• **Work task**
Only the lines from the one with "Target: dry shrub" to the end of the records are wanted, each repeated exactly, both ends included.

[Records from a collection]
* * * *
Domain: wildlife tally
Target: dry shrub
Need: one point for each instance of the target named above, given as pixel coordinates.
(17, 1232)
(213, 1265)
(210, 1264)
* * * *
• **Task solution**
Target: dry shrub
Need: one point for each instance of the target named above, given as pixel coordinates.
(17, 1232)
(213, 1265)
(210, 1264)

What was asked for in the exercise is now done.